* Task item *
Where does the string "below" appear in the records? Copy each line that holds it.

Natural language region descriptions:
________________

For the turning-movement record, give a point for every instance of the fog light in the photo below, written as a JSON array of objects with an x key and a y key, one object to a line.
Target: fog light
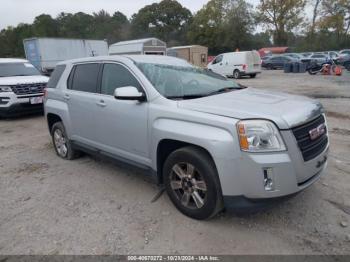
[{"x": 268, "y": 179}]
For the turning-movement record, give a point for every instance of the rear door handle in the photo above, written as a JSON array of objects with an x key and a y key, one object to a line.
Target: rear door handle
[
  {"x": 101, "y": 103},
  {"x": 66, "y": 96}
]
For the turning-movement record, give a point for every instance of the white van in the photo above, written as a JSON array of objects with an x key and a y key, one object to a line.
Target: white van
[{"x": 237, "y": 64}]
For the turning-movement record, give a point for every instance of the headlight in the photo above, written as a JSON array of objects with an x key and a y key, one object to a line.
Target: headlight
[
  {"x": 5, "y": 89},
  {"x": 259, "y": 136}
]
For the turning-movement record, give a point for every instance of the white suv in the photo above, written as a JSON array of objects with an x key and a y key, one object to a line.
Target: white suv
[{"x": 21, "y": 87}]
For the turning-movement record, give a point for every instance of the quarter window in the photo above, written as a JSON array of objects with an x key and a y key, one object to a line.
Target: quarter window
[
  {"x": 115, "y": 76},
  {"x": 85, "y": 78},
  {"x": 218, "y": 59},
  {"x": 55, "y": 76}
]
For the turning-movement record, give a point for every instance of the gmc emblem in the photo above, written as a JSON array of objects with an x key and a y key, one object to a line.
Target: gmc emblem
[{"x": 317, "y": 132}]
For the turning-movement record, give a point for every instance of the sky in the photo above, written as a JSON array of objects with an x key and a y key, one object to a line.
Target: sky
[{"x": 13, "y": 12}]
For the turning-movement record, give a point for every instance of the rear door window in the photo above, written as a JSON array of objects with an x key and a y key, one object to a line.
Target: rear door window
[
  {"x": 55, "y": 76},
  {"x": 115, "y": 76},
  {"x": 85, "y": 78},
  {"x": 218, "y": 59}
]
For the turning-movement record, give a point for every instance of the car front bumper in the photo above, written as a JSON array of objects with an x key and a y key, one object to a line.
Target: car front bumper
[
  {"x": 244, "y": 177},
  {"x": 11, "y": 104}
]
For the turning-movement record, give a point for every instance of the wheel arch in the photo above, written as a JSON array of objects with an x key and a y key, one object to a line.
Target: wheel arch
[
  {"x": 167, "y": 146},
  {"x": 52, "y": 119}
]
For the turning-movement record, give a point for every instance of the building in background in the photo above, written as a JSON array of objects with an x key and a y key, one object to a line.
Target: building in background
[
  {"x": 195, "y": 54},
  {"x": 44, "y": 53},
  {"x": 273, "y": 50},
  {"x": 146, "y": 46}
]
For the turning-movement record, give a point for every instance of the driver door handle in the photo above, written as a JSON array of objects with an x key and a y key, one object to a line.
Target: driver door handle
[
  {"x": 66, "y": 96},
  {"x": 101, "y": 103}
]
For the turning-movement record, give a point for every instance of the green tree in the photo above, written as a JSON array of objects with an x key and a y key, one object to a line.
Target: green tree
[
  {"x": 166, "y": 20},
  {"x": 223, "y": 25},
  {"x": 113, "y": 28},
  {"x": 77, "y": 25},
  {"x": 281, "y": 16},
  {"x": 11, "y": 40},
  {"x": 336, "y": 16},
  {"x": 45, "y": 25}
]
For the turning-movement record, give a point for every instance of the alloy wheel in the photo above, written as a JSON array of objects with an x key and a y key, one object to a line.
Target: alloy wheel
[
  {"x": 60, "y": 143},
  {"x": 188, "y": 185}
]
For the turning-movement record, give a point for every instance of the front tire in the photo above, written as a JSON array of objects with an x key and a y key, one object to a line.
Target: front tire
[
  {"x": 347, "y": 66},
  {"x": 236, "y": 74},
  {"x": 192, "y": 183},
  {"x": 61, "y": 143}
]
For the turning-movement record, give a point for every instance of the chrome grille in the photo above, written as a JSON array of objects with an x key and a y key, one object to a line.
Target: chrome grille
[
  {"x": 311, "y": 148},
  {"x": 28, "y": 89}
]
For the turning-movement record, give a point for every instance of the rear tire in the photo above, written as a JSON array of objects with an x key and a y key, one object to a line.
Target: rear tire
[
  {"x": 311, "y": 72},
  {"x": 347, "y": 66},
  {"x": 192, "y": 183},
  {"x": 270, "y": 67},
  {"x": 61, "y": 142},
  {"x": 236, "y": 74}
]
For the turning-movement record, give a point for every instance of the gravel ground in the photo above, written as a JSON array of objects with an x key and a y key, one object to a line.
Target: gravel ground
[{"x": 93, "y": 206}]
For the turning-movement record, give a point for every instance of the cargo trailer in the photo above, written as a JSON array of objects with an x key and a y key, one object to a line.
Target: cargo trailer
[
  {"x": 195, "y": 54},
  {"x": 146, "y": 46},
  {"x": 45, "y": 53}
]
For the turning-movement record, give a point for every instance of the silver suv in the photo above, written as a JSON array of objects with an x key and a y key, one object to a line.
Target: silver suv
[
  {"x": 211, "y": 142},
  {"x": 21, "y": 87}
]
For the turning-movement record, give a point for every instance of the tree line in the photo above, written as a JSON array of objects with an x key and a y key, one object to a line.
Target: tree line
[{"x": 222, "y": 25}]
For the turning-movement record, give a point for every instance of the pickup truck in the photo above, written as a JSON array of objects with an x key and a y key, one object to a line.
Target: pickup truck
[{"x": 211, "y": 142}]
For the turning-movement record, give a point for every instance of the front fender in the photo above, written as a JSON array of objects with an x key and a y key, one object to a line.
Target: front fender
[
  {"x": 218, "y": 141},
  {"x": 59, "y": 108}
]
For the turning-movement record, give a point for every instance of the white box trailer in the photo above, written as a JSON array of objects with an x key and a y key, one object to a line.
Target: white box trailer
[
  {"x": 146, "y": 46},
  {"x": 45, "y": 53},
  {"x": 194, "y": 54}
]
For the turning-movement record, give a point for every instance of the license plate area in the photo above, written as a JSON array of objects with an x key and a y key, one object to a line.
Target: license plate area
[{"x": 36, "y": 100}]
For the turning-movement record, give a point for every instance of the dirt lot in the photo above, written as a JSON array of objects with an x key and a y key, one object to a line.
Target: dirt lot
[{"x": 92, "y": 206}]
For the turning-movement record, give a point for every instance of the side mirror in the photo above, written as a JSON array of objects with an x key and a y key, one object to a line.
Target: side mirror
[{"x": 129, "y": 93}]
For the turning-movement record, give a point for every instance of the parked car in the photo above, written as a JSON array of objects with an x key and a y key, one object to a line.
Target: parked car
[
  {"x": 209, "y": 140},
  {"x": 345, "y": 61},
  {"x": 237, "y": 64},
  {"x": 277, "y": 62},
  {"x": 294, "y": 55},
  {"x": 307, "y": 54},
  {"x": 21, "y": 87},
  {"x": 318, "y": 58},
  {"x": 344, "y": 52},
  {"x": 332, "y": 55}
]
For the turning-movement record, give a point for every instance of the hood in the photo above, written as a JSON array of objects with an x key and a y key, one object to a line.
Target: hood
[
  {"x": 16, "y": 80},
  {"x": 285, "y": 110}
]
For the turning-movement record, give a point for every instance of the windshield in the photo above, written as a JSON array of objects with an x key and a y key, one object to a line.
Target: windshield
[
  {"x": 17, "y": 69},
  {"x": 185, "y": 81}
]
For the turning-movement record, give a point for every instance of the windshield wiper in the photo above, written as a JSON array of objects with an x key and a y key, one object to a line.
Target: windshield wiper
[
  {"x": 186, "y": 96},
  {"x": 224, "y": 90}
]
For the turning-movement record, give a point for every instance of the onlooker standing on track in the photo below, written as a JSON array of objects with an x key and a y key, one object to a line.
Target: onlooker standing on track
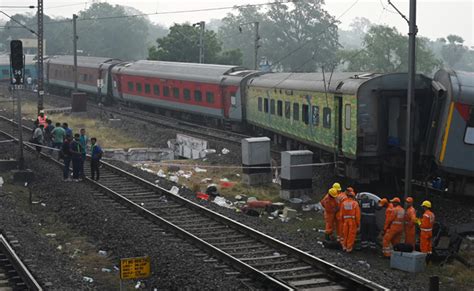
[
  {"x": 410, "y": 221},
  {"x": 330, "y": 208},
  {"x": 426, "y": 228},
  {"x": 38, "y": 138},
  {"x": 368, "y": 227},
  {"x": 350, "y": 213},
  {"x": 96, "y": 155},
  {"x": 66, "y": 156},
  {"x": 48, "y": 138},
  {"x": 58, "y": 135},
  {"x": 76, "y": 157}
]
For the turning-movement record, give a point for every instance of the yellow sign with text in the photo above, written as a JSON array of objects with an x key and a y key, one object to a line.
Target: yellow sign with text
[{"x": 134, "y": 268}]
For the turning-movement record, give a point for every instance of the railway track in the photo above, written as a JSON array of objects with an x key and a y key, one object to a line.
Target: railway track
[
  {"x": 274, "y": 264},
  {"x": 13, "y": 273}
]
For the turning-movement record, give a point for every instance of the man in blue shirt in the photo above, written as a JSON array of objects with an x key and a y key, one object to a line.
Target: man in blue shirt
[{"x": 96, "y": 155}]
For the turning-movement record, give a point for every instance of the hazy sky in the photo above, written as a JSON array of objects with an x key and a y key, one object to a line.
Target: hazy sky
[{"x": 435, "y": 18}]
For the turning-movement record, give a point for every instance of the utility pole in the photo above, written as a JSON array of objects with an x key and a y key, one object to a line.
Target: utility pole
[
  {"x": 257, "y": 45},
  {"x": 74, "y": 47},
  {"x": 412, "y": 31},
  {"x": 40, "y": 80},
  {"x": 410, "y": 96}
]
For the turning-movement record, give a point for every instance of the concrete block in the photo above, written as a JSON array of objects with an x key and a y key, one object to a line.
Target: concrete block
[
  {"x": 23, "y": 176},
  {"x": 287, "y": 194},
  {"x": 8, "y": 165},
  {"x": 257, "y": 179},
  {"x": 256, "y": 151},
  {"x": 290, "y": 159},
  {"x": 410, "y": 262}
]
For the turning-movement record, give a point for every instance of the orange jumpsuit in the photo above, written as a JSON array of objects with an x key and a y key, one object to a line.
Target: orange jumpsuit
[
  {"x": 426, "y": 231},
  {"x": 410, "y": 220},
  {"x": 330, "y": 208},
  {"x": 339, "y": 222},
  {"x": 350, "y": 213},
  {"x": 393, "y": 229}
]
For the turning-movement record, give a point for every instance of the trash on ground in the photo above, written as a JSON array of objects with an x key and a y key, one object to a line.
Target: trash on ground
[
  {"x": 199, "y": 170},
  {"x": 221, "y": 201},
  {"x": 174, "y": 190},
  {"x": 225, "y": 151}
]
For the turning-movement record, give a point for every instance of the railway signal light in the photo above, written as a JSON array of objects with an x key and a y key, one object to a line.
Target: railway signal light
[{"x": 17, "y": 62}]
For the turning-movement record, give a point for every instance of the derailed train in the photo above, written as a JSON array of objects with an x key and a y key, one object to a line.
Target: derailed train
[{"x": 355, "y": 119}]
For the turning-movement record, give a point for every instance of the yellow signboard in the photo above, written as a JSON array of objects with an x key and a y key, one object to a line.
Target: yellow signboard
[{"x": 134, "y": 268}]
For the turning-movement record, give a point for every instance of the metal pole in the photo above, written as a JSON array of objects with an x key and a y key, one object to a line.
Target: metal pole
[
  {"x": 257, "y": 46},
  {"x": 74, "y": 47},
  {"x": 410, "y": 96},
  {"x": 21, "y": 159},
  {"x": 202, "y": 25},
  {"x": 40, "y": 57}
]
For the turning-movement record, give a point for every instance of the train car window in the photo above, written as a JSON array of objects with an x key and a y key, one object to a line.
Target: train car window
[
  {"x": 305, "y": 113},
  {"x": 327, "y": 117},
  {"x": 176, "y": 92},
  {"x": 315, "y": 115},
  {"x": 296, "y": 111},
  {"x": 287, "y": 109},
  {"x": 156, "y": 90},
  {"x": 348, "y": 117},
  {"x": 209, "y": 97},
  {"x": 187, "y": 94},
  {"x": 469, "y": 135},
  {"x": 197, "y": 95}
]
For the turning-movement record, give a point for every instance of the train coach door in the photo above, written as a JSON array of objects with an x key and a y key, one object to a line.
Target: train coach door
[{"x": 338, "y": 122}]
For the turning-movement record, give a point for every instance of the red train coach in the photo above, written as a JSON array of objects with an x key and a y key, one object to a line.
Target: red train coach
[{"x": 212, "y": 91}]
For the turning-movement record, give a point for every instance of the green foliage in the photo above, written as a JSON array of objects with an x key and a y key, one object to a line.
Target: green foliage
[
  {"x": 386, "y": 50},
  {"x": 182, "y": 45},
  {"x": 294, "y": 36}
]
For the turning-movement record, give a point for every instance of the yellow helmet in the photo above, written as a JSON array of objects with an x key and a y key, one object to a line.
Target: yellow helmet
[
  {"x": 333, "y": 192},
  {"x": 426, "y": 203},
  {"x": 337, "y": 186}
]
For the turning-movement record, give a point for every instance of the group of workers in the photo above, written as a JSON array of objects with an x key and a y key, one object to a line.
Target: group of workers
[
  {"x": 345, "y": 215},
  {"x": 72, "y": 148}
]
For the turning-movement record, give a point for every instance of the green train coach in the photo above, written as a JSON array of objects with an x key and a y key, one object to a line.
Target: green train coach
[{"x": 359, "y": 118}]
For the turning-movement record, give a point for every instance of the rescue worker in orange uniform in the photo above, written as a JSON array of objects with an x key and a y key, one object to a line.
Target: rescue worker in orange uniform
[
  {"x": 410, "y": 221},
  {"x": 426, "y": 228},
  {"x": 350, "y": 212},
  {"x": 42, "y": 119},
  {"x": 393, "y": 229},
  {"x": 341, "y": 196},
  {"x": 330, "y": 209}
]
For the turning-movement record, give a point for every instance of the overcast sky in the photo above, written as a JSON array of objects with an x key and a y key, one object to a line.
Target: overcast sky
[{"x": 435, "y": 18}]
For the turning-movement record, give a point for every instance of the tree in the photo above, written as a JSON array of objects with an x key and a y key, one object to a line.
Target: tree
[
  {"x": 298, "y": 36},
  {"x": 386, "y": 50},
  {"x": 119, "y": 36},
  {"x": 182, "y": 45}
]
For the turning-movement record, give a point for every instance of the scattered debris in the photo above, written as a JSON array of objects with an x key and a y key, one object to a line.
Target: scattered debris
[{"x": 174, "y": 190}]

________________

* Result for this exercise *
For the turning-movement record, give a point for every instance of the fog light in the photo below, written as a JSON array of objects with an x key and a y key, one object to a line.
For the turning-movement record, give a point for every instance of the onlooker standing on track in the photo below, written as a JSON array of objects with an x key and a y key, one object to a line.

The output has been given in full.